-- Problem 1 --
Reproduce word for word everything in the passage on Nokia from "While Nokia did" down to "business for years.".
-- Problem 2 --
Using the passage on Nokia, answer each question below:
(a) To which company did Nokia have to sell off its phone unit?
(b) What profit margins does high-end rubber boot manufacturing yield to leading vendors?
(c) According to Shen Cun-te, what will be the new star of the wearable device industry?
-- Problem 3 --
Carry the passage on Nokia forward, picking up after its final sentence.

-- Text section --
While Nokia did indeed have some success in the mobile handset business, the phone unit sank deeply into losses by 2011 and ultimately had to be sold off to Microsoft. Meanwhile, high-end rubber boot manufacturing continues to yield 2-5% profit margins to leading vendors.

Now Nokia is mostly focused on the rather boring mobile infrastructure market. But there is a glimmer of hope in the horizon. Nokia did cut a deal with Microsoft pledging not to re-enter mobile phone business for years.

But it never agreed not to re-enter rubber boot industry.

In a fascinating new interview, Compal’s R&D wizard Shen Cun-te points out that smart shoes will be the new star of the wearable device industry, since shoes are undeniably worn more often than watches! This insight is particularly meaningful for Nokia, thanks to its history of innovation regarding mid-sole construction and impact-absorbing heel structures.

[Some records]
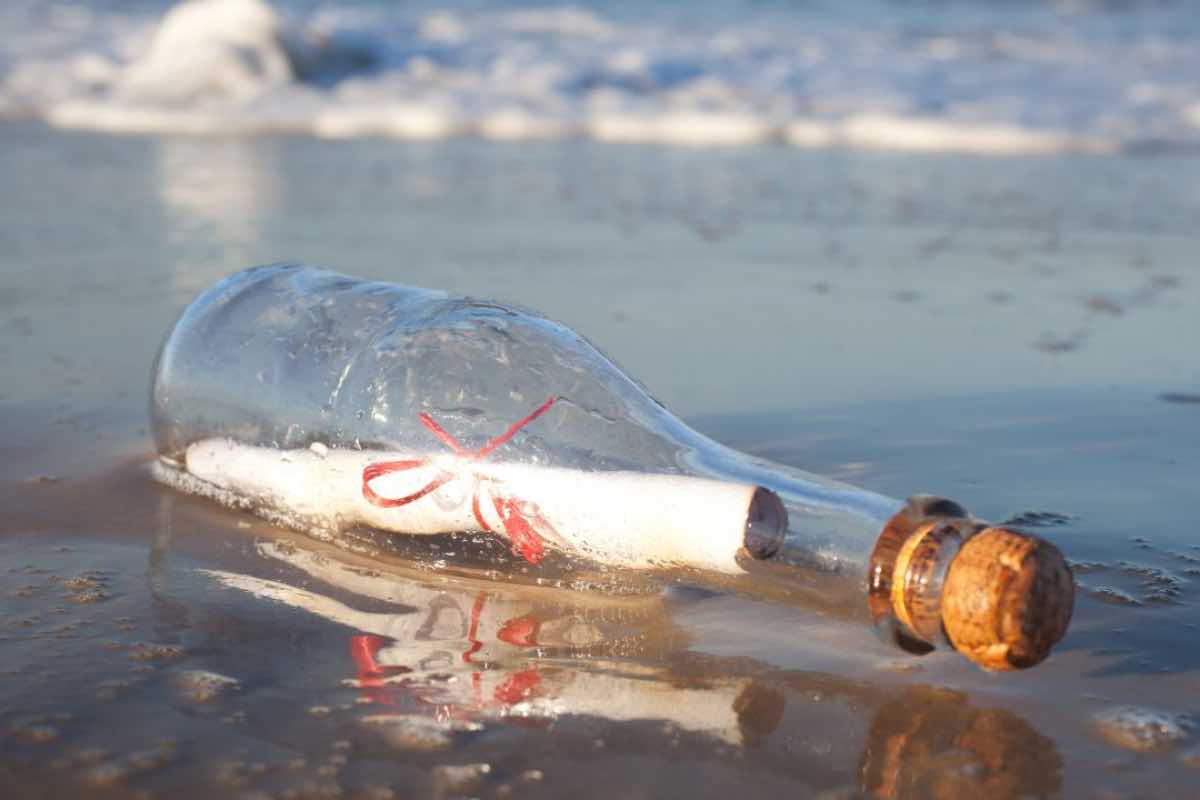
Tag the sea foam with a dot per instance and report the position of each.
(972, 79)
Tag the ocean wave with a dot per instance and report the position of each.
(1029, 83)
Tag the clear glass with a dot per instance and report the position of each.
(329, 403)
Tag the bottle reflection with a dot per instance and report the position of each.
(462, 655)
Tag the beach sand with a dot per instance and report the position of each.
(1014, 332)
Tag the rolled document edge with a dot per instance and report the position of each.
(624, 518)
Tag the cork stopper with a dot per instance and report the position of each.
(1001, 597)
(1007, 600)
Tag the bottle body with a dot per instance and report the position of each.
(330, 402)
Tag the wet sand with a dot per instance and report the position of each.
(1015, 334)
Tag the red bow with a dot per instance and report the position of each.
(519, 517)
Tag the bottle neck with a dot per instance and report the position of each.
(832, 525)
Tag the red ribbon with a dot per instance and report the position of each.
(519, 517)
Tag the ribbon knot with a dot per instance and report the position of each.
(520, 518)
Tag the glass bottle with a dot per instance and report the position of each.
(333, 404)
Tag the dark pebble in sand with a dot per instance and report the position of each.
(1182, 398)
(143, 651)
(203, 686)
(1143, 729)
(1038, 519)
(1113, 596)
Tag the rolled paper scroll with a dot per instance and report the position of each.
(631, 519)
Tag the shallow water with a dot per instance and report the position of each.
(1015, 334)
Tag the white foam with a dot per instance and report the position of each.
(808, 77)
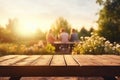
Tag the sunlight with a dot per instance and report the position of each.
(27, 28)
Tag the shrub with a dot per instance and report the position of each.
(96, 45)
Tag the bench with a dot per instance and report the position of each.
(16, 66)
(64, 47)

-- Written answer 1 --
While Nokia did indeed have some success in the mobile handset business, the phone unit sank deeply into losses by 2011 and ultimately had to be sold off to Microsoft. Meanwhile, high-end rubber boot manufacturing continues to yield 2-5% profit margins to leading vendors.

Now Nokia is mostly focused on the rather boring mobile infrastructure market. But there is a glimmer of hope in the horizon. Nokia did cut a deal with Microsoft pledging not to re-enter mobile phone business for years.

-- Written answer 2 --
(a) Microsoft
(b) 2-5%
(c) Smart shoes

-- Written answer 3 --
Nokia’s 25-year old detour into mobile phones is over — but its footwear saga may only be starting.

Global handset revenue has peaked and will continue declining in the coming years as low-end smartphones undercut sales of luxury models. Who cares about this twilight industry?

The nascent smart boot market is waiting to be born, promising calorie tracking, GPS navigation, mapping software synergies, gamified orienteering and shoe-based social networks that revolve around mushroom picking and berry gathering. The spirit of Kontio still glows somewhere deep inside Nokia Corporation.

We could be on the verge of the grandest corporate rebirth since Apple in 2002.